### [REQUIRED WORK]
What lines below include the string "target"? Pick them out and copy them.

**** RECORDS FOR THIS EXERCISE

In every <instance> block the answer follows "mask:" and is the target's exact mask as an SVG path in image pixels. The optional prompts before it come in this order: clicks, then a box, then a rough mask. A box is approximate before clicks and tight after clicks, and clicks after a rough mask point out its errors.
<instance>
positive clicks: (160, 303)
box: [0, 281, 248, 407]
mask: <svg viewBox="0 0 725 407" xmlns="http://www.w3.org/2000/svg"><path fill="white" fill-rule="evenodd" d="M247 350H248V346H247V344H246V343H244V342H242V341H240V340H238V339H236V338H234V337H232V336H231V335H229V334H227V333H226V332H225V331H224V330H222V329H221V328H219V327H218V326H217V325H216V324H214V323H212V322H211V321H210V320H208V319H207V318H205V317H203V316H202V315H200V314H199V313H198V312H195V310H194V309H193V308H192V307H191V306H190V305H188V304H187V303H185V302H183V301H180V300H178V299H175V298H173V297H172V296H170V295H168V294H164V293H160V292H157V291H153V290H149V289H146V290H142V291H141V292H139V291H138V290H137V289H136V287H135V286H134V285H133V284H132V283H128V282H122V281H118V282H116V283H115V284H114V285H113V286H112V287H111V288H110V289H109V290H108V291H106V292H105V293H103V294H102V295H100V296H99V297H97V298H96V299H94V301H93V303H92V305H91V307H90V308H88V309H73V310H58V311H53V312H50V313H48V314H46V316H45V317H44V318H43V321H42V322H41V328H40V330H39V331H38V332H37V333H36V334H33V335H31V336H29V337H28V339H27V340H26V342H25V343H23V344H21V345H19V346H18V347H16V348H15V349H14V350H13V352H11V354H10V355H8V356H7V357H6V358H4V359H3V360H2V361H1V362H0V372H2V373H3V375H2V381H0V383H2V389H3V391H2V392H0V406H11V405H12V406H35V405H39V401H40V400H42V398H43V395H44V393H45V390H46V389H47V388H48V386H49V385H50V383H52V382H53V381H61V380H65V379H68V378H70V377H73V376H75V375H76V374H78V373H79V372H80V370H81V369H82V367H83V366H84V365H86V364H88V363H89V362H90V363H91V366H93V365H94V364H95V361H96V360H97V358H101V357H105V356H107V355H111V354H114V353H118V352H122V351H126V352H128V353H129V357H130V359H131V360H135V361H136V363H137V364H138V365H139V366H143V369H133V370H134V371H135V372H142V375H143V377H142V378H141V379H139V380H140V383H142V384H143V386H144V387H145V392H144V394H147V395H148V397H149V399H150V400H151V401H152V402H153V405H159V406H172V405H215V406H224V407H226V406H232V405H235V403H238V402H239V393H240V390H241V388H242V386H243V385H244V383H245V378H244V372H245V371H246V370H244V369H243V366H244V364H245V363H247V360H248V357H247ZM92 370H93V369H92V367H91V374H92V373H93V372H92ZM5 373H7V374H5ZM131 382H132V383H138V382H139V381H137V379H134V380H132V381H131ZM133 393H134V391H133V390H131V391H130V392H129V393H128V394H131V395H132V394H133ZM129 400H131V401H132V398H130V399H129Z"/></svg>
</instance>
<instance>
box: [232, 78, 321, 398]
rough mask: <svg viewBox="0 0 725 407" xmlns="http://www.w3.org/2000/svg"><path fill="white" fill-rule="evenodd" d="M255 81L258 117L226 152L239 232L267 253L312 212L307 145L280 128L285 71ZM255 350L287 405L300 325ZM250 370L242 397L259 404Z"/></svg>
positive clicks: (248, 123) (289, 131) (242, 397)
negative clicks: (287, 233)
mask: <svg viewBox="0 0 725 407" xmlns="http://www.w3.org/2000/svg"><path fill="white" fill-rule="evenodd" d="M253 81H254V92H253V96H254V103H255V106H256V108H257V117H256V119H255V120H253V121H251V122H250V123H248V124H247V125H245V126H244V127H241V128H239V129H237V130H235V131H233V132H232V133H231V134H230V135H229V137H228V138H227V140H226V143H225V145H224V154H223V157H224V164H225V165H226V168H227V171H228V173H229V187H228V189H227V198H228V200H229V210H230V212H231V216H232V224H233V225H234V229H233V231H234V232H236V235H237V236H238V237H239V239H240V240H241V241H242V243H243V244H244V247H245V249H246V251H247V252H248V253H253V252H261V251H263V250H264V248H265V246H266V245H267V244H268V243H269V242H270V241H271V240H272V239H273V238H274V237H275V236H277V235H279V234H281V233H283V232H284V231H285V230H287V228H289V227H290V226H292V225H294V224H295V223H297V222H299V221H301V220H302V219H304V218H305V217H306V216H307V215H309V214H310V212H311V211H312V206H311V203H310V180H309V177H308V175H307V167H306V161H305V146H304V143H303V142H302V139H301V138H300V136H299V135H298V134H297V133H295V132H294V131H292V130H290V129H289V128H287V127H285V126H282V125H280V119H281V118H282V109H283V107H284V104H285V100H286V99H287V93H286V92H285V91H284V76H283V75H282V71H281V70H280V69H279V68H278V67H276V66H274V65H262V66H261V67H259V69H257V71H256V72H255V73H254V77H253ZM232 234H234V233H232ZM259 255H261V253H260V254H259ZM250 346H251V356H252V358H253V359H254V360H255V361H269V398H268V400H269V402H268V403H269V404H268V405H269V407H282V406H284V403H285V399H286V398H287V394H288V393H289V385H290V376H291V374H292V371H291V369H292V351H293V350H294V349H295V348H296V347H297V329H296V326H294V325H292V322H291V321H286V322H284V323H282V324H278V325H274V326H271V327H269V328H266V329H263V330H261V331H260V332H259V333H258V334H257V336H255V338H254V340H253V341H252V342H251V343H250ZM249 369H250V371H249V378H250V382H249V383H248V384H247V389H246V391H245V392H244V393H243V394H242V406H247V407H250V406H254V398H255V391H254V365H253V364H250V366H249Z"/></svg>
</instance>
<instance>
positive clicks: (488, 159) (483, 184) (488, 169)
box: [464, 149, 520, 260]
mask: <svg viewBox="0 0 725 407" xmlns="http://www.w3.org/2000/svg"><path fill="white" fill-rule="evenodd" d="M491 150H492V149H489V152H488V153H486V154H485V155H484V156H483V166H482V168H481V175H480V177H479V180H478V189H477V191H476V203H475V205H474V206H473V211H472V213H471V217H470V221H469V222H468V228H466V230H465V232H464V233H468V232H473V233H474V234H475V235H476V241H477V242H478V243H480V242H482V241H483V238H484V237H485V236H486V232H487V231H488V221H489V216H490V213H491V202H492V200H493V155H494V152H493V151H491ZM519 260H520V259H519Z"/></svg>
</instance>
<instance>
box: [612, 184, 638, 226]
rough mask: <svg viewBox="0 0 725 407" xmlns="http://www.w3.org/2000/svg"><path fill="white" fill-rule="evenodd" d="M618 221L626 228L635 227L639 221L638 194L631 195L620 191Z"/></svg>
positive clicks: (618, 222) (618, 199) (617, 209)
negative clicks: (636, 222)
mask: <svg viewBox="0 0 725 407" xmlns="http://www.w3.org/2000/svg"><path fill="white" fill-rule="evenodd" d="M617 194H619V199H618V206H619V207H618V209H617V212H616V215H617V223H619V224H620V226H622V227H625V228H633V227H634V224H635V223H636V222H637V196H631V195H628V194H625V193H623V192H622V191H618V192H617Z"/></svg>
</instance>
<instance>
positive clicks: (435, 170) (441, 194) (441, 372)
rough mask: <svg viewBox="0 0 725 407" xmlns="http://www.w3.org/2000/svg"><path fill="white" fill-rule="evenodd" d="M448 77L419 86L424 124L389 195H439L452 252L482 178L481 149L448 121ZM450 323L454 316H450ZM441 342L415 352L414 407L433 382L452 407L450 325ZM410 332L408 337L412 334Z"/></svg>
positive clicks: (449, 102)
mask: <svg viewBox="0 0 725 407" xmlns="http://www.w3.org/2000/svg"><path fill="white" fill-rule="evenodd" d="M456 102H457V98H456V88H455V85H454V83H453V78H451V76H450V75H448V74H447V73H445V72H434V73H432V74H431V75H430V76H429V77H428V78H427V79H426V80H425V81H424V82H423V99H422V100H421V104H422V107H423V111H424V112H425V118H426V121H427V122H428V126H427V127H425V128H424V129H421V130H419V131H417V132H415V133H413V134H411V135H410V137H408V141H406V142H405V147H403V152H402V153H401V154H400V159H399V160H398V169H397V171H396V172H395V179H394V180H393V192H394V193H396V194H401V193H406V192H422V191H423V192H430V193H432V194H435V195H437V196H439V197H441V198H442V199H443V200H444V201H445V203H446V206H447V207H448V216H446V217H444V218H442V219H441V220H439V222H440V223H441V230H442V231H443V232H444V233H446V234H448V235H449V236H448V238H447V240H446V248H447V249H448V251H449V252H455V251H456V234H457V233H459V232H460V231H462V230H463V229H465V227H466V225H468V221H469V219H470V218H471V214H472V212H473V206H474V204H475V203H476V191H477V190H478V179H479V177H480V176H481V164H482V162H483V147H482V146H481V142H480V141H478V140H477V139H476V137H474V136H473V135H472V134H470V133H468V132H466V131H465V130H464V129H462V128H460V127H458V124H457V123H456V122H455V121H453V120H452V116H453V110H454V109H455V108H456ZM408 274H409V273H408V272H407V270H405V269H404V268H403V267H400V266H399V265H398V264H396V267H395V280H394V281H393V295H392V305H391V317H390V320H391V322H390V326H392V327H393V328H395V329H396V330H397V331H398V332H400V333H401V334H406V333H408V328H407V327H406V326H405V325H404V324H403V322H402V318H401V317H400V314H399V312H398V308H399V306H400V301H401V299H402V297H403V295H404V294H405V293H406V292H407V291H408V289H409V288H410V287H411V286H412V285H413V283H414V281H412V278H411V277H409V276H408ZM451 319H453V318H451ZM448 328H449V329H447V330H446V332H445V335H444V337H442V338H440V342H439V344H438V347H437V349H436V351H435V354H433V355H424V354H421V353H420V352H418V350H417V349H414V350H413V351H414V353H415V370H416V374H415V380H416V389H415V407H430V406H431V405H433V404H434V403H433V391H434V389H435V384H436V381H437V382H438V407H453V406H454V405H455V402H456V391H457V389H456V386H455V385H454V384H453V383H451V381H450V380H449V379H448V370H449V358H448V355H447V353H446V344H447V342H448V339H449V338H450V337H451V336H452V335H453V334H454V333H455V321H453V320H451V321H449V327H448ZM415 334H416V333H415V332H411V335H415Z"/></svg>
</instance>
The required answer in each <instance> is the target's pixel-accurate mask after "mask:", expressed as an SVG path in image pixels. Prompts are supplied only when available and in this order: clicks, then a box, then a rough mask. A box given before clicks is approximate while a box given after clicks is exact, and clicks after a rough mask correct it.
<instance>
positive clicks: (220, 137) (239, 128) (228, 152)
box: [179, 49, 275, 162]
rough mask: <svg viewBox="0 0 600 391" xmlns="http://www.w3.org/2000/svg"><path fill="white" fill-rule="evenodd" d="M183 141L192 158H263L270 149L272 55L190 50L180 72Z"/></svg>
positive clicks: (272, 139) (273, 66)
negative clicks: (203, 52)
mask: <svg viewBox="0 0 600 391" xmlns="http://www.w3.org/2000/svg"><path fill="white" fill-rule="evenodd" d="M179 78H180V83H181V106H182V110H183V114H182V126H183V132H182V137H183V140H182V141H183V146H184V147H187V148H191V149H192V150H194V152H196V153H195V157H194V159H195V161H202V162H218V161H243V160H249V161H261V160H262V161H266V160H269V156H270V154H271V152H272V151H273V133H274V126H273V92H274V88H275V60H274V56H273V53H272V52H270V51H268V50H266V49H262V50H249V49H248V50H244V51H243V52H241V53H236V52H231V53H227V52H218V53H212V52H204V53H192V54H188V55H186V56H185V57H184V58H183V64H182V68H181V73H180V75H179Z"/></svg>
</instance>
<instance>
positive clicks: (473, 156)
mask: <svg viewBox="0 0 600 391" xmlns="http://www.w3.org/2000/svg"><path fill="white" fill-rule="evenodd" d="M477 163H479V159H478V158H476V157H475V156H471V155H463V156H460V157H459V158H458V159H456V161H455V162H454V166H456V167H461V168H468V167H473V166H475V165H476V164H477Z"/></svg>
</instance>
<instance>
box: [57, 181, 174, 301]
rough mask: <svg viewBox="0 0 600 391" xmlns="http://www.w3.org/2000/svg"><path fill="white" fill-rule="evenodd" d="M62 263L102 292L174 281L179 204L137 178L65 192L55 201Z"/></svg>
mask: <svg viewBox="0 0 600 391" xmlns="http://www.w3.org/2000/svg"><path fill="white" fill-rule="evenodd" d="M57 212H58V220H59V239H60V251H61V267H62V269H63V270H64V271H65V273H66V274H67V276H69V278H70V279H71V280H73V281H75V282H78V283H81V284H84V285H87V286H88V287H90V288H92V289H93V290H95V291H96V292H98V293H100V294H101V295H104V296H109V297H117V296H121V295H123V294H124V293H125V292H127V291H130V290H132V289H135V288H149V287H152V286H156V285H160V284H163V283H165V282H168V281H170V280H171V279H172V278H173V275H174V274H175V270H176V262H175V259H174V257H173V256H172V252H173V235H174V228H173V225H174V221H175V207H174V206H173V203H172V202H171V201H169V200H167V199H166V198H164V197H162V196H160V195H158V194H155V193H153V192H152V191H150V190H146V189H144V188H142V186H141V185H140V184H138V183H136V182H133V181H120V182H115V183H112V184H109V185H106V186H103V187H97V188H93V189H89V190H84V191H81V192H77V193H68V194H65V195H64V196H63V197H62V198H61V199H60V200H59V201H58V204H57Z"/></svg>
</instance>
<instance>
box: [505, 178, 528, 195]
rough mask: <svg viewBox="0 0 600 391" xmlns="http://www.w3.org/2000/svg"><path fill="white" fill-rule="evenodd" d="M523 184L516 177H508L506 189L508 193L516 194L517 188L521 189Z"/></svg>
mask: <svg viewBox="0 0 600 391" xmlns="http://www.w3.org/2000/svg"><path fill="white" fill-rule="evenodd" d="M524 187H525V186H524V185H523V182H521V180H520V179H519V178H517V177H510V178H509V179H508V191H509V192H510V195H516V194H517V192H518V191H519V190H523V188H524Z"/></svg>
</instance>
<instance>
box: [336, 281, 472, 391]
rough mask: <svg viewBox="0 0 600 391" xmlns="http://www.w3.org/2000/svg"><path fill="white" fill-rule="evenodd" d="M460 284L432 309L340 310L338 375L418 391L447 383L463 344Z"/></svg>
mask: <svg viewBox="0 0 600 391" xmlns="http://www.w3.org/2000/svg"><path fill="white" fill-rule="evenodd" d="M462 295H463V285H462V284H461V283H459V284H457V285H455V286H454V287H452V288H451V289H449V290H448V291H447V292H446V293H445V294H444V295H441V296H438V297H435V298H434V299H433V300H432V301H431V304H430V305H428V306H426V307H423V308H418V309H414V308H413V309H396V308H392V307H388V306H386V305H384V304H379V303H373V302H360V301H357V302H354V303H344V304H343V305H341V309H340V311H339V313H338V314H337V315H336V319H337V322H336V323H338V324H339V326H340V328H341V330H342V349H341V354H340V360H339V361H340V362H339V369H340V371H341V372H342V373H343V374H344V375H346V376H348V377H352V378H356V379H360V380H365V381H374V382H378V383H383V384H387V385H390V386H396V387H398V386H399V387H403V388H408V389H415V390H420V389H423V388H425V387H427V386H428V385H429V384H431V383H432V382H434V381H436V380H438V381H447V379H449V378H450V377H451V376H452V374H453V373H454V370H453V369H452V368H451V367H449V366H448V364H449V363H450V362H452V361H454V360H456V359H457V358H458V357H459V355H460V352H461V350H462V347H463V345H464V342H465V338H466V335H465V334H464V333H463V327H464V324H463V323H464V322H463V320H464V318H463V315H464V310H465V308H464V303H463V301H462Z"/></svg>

********

### [FINAL ANSWER]
In every <instance> block the answer follows "mask:" and is the target's exact mask as an SVG path in image pixels. The optional prompts before it come in this order: clicks, then a box, then a rough mask. A box is approximate before clicks and tight after clicks, and clicks after a rough mask point out its errors.
The required answer in each <instance> is the target's pixel-accurate mask after "mask:", expressed as an SVG path in image pixels. Prompts are supplied only when available and in this order: clicks, then a box, then a rough mask. A box given before clicks is approximate while a box given after clicks is exact, and clicks after a rough mask correct it.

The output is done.